━━━━━ STORED ROWS ━━━━━
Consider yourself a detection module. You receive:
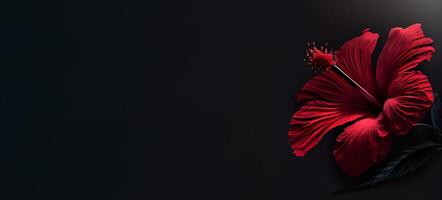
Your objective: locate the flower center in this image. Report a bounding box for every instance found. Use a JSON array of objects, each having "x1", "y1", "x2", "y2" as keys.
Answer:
[
  {"x1": 306, "y1": 42, "x2": 382, "y2": 109},
  {"x1": 306, "y1": 42, "x2": 336, "y2": 72}
]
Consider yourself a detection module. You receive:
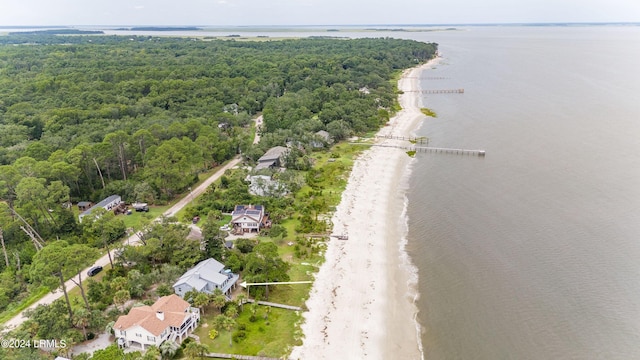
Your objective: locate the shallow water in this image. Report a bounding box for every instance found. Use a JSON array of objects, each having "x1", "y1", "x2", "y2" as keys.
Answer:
[{"x1": 408, "y1": 27, "x2": 640, "y2": 359}]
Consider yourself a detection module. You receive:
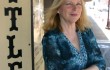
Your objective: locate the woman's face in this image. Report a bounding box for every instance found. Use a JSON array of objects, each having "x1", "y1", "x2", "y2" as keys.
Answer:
[{"x1": 58, "y1": 0, "x2": 82, "y2": 23}]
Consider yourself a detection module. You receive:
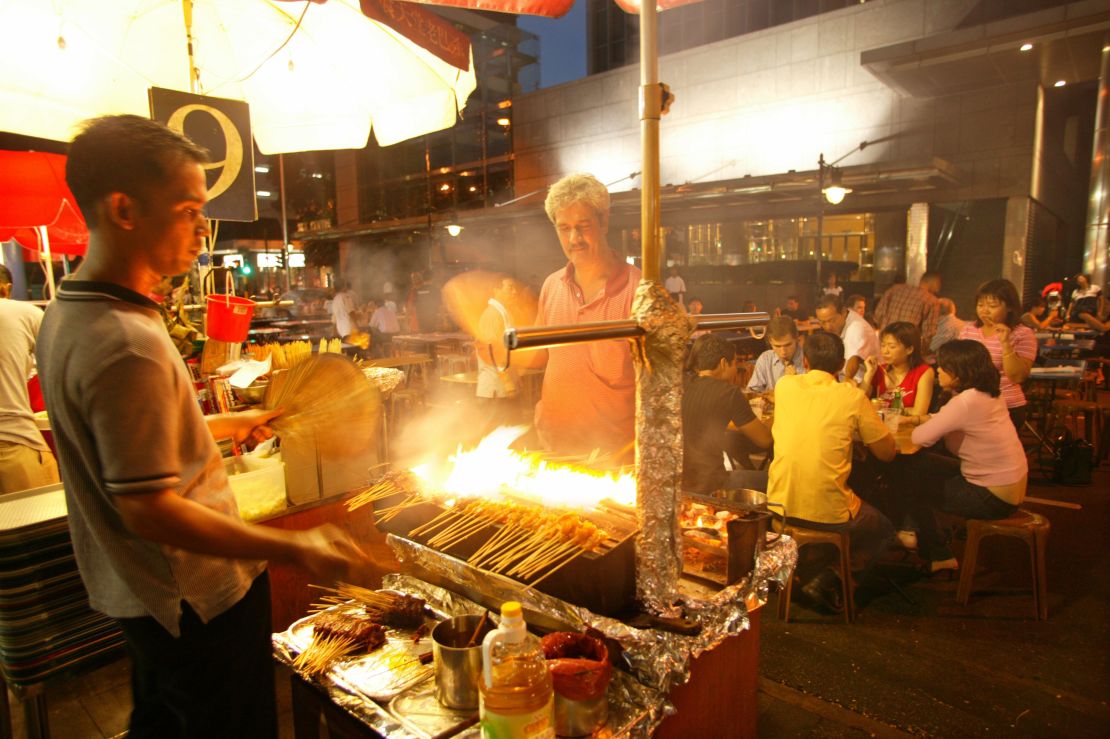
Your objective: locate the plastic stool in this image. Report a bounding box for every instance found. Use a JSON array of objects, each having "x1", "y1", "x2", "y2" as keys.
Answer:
[
  {"x1": 778, "y1": 524, "x2": 856, "y2": 624},
  {"x1": 1052, "y1": 399, "x2": 1102, "y2": 464},
  {"x1": 956, "y1": 508, "x2": 1052, "y2": 621}
]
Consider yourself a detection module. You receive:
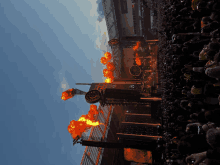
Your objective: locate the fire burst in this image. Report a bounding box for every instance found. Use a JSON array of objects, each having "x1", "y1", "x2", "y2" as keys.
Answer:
[
  {"x1": 100, "y1": 57, "x2": 108, "y2": 65},
  {"x1": 104, "y1": 52, "x2": 112, "y2": 61},
  {"x1": 67, "y1": 104, "x2": 104, "y2": 139},
  {"x1": 133, "y1": 41, "x2": 141, "y2": 66}
]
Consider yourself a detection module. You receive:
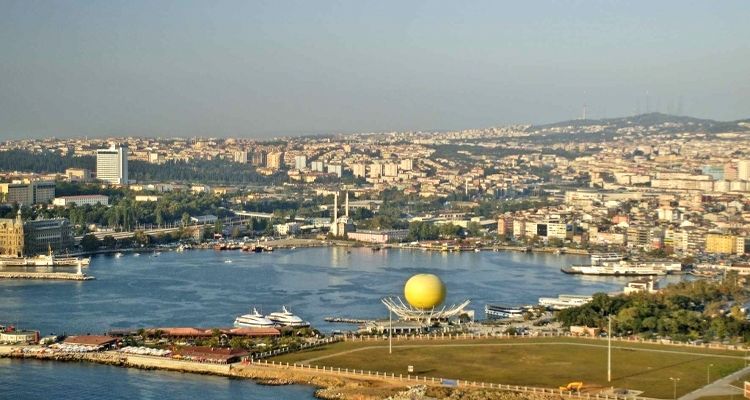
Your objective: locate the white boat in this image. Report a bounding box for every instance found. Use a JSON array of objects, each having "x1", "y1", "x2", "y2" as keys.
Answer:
[
  {"x1": 539, "y1": 294, "x2": 593, "y2": 310},
  {"x1": 266, "y1": 307, "x2": 310, "y2": 328},
  {"x1": 562, "y1": 260, "x2": 682, "y2": 276},
  {"x1": 234, "y1": 308, "x2": 276, "y2": 328}
]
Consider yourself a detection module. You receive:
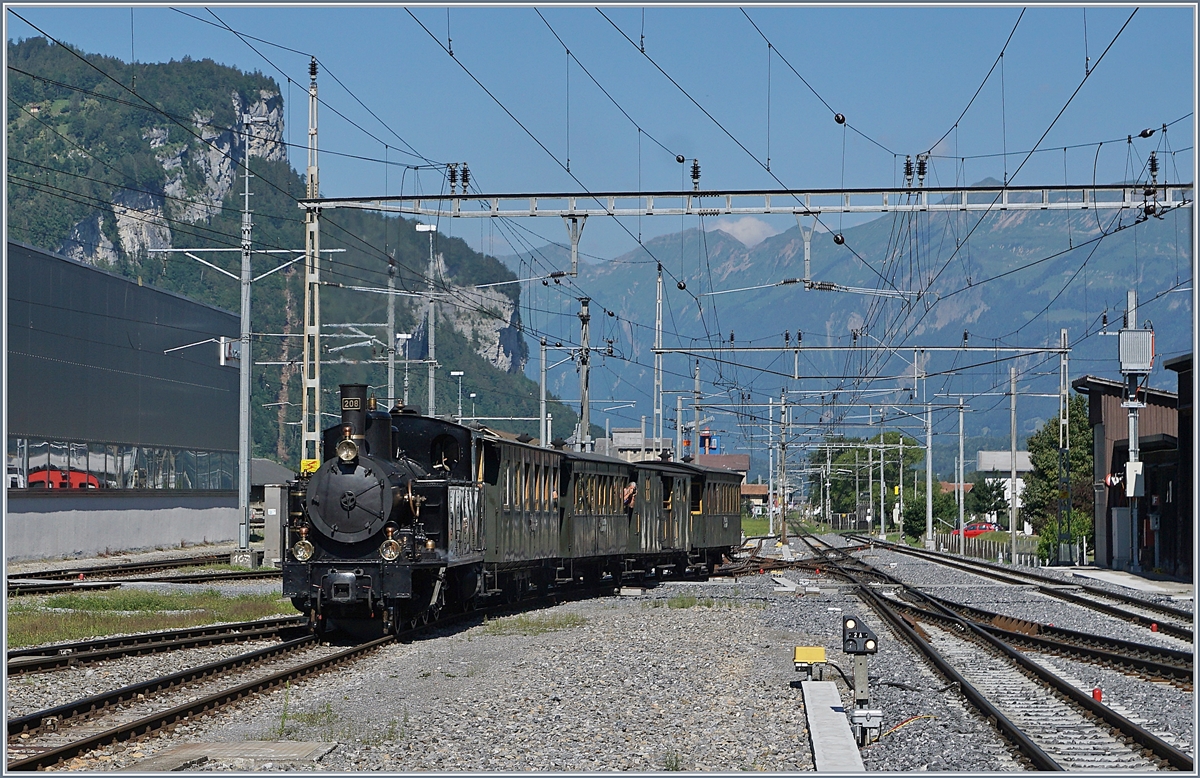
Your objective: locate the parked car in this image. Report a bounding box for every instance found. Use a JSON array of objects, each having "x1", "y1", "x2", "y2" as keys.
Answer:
[{"x1": 950, "y1": 522, "x2": 1000, "y2": 538}]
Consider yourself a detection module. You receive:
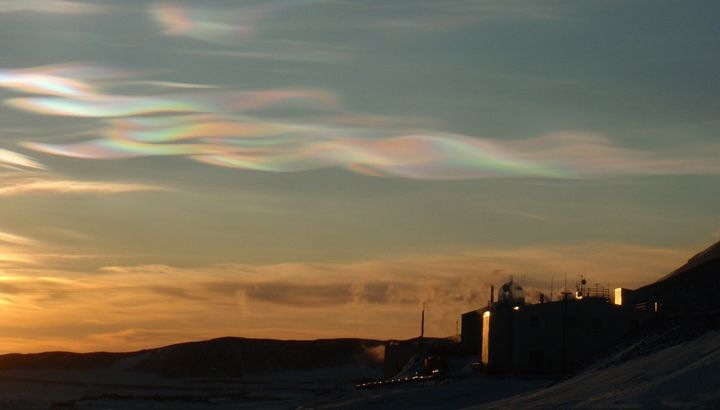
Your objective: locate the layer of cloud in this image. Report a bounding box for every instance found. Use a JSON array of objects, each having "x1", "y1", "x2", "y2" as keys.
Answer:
[
  {"x1": 0, "y1": 178, "x2": 169, "y2": 197},
  {"x1": 0, "y1": 243, "x2": 692, "y2": 351},
  {"x1": 0, "y1": 63, "x2": 720, "y2": 179},
  {"x1": 0, "y1": 148, "x2": 44, "y2": 170},
  {"x1": 0, "y1": 0, "x2": 109, "y2": 14}
]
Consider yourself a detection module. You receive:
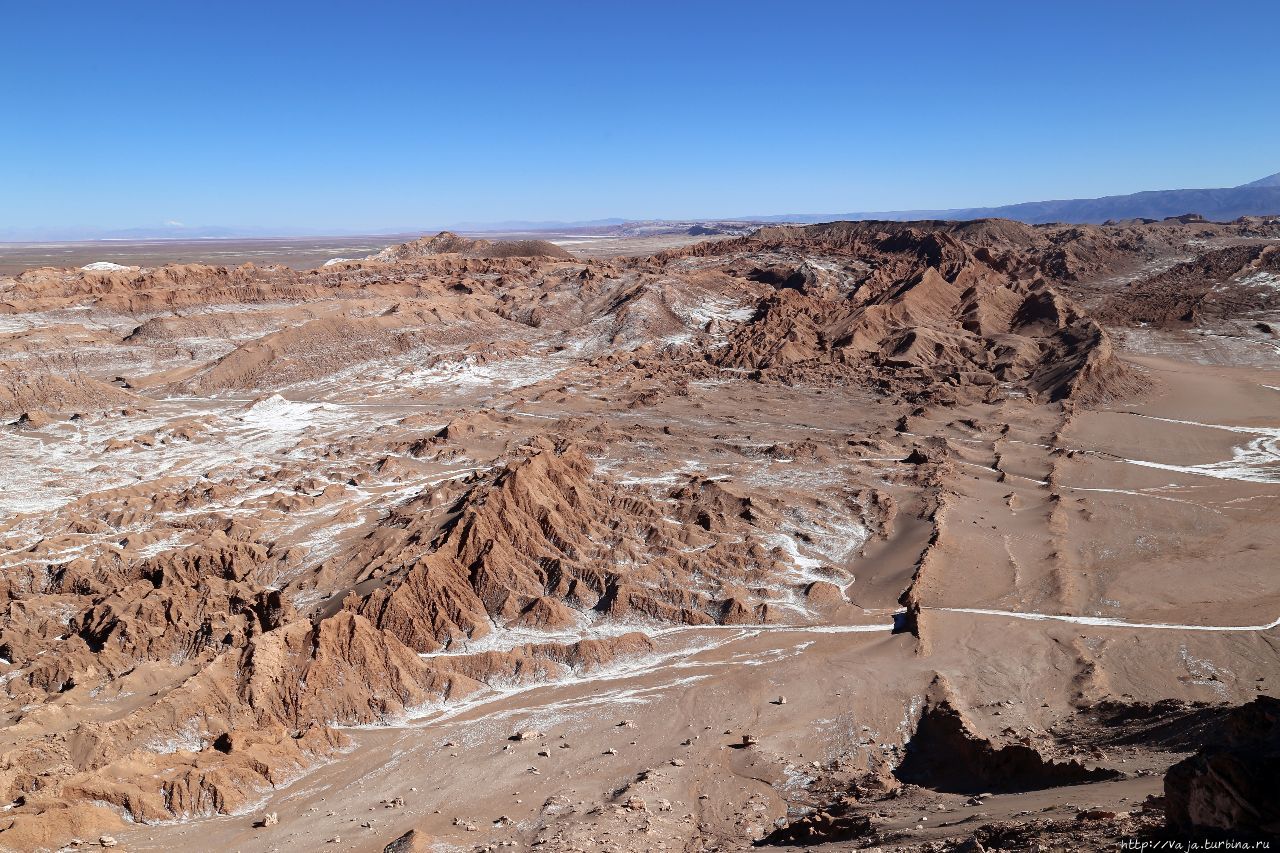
━━━━━
> [WORK TO COMPLETE]: State how many lines of the records above contain the word "each". Reply with the number alone.

> [THE REPLY]: 8